» **TO DO**
Copy the part of the listing that opens with the line containing "of the reflection" and runs through the end of the listing, changing "mirror" to "wall mirror" and leaving everything else the same.

» **THE RECORDS**
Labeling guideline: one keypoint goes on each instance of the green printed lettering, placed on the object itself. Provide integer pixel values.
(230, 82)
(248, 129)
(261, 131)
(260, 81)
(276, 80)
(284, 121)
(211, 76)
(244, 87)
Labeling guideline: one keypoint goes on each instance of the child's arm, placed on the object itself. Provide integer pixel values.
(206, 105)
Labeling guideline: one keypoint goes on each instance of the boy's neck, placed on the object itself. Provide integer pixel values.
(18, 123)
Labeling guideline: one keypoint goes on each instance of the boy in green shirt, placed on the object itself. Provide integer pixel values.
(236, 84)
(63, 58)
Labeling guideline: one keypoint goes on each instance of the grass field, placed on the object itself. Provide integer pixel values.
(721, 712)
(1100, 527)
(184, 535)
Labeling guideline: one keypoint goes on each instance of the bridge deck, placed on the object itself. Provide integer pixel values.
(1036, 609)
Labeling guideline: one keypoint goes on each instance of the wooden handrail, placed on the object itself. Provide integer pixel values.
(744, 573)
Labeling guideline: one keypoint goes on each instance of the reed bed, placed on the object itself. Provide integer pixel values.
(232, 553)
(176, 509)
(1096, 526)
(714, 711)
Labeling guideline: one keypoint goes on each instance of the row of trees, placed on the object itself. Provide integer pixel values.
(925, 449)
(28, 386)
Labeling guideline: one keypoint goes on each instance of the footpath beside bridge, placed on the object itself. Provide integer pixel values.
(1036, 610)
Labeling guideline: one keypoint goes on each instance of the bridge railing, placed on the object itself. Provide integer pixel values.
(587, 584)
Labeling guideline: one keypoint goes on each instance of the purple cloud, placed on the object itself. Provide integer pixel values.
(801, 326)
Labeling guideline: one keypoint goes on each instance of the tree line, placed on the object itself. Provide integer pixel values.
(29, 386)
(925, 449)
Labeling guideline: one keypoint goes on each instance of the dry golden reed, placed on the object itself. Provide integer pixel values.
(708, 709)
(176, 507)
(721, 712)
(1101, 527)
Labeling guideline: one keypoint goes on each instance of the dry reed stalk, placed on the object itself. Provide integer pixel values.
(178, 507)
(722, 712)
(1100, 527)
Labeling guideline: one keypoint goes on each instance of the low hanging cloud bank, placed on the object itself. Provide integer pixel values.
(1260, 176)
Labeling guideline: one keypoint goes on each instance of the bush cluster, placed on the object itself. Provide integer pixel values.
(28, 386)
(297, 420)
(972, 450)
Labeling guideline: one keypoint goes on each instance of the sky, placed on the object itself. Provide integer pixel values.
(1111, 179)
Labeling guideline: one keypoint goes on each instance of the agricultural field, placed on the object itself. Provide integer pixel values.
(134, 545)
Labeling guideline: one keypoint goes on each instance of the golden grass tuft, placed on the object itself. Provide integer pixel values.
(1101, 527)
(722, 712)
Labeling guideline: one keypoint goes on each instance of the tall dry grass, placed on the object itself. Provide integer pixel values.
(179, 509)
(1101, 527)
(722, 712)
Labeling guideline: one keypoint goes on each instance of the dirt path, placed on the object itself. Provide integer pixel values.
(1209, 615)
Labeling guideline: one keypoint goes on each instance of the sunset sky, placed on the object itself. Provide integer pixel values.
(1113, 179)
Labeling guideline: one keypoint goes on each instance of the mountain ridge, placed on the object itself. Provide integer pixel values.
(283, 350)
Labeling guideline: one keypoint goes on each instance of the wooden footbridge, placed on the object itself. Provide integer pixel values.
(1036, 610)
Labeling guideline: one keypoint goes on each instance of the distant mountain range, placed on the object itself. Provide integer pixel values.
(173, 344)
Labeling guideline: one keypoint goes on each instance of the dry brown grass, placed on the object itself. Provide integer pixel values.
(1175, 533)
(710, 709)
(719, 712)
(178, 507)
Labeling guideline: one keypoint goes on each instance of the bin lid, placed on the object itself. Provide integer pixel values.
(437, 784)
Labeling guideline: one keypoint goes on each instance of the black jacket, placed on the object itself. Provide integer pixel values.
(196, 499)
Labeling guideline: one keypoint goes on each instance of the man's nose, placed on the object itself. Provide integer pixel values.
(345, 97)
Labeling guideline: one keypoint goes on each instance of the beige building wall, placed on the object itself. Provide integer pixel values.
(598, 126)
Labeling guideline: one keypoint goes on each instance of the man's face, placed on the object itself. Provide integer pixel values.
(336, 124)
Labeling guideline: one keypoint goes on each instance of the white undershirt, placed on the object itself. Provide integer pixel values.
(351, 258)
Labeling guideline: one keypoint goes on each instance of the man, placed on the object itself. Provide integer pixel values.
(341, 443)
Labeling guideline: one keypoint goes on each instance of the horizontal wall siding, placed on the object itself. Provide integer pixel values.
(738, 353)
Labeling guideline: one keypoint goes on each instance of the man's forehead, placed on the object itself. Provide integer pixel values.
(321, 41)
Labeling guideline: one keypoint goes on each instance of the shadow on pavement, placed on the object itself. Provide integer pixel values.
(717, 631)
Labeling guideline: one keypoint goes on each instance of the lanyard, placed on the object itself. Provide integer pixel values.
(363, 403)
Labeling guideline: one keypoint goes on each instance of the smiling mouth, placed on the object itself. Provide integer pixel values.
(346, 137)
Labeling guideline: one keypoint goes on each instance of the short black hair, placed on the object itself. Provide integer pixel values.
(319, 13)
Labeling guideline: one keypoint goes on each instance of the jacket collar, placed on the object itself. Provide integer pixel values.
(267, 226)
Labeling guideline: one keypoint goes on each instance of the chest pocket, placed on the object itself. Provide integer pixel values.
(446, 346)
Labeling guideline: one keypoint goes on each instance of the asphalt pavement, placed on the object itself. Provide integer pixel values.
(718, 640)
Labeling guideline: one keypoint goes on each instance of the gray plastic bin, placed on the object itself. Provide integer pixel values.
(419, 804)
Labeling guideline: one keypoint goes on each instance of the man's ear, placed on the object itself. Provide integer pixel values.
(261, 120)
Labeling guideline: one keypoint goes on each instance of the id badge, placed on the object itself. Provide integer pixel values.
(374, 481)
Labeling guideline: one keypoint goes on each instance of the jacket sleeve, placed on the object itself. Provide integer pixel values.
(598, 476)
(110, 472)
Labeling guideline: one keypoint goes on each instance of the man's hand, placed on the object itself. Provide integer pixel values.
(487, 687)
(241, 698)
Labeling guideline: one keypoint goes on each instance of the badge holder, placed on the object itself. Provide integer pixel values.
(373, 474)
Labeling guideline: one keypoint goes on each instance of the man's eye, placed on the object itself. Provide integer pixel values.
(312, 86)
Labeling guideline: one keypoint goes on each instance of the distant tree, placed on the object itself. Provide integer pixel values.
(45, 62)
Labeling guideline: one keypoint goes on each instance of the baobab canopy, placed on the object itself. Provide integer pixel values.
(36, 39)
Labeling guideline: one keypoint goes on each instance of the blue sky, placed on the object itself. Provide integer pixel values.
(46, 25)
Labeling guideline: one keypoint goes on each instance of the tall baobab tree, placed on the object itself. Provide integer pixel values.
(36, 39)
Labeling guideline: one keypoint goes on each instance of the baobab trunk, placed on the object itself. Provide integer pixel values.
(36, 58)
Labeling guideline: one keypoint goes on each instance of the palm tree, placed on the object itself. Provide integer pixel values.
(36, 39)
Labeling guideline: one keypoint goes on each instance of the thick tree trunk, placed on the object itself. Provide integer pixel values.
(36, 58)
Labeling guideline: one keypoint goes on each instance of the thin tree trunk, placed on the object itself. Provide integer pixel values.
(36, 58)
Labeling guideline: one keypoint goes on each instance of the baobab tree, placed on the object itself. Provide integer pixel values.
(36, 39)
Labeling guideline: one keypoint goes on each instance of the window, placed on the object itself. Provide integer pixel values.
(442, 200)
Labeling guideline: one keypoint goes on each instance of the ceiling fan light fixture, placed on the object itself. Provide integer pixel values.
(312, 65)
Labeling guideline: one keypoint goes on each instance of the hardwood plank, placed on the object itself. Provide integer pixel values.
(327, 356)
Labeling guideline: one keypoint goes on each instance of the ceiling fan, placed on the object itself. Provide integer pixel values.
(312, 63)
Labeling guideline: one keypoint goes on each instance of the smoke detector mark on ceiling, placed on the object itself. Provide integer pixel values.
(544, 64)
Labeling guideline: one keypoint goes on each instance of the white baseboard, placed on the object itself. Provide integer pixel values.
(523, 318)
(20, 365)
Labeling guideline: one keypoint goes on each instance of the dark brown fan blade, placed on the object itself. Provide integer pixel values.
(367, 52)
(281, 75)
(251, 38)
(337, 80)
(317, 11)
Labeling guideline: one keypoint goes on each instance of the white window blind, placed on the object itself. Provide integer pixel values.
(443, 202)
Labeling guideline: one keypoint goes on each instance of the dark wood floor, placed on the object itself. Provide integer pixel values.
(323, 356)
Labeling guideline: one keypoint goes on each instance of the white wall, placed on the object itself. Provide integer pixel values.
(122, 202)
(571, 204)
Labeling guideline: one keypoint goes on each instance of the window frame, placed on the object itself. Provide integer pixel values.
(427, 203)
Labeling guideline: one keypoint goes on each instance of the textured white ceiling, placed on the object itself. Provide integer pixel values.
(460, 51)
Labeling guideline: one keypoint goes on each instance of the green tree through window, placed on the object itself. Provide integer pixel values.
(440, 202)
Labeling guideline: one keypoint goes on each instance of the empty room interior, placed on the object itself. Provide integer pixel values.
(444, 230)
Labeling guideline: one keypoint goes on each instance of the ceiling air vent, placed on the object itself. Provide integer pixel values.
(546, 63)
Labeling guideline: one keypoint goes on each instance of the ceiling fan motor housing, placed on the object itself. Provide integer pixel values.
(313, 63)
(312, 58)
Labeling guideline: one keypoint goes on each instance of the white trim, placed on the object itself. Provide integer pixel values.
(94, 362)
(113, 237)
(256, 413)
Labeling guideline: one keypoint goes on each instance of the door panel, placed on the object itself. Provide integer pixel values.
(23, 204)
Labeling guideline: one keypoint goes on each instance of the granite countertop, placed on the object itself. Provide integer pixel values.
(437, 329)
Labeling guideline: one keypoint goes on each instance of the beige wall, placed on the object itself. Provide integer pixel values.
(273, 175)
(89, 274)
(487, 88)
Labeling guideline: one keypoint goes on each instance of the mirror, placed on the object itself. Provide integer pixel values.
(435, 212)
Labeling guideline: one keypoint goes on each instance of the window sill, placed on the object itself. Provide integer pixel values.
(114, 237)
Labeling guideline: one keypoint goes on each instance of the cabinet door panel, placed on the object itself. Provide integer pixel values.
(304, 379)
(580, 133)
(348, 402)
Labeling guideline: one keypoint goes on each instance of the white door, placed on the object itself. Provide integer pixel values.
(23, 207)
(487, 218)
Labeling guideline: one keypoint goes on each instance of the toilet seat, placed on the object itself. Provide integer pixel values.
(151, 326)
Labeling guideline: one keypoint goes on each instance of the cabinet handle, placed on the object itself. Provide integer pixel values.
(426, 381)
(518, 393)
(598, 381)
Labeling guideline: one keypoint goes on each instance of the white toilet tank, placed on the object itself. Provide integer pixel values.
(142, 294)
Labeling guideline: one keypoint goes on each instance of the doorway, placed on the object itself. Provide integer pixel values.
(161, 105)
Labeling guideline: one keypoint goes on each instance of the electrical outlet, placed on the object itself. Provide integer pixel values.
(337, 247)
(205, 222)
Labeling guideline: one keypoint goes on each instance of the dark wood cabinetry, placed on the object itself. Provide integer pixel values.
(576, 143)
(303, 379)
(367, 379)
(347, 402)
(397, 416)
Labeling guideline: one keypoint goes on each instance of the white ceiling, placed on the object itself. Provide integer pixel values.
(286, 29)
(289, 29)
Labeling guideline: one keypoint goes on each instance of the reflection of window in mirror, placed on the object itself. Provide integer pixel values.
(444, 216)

» **WRITTEN RESPONSE**
Labeling guideline: one keypoint goes on each instance of the reflection of window in wall mirror, placed on the object itself. Provide integer pixel values.
(444, 216)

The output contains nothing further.